■ TASK INPUT:

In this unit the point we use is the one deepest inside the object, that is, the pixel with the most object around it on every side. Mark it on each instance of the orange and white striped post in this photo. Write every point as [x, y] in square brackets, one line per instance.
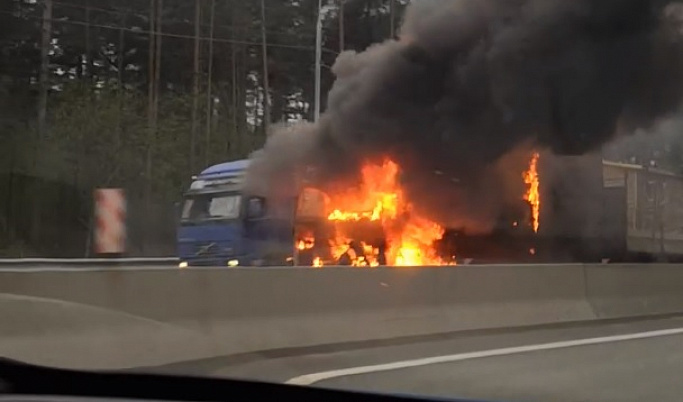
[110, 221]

==

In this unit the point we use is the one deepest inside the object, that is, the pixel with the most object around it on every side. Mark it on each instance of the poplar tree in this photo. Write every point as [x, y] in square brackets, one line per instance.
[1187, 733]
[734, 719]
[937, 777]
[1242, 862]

■ AIM OF THE TASK: Pick out every line of the data above that contains the word "Mark" and copy those lines unchanged.

■ RESULT:
In this unit the point we use is the one deepest inside the object, that is, the pixel with the most object around it on every side. Mark it on each instance of the orange and white striped post in this photo. Write every point as [x, y] in square brackets, one line per instance.
In this unit the point we use is the one deepest inside the object, that is, the pixel with the most object around it on every side. Mark it on each instance of the poplar tree in this photo. Write every point as [x, y] in square brackets, one line per instance.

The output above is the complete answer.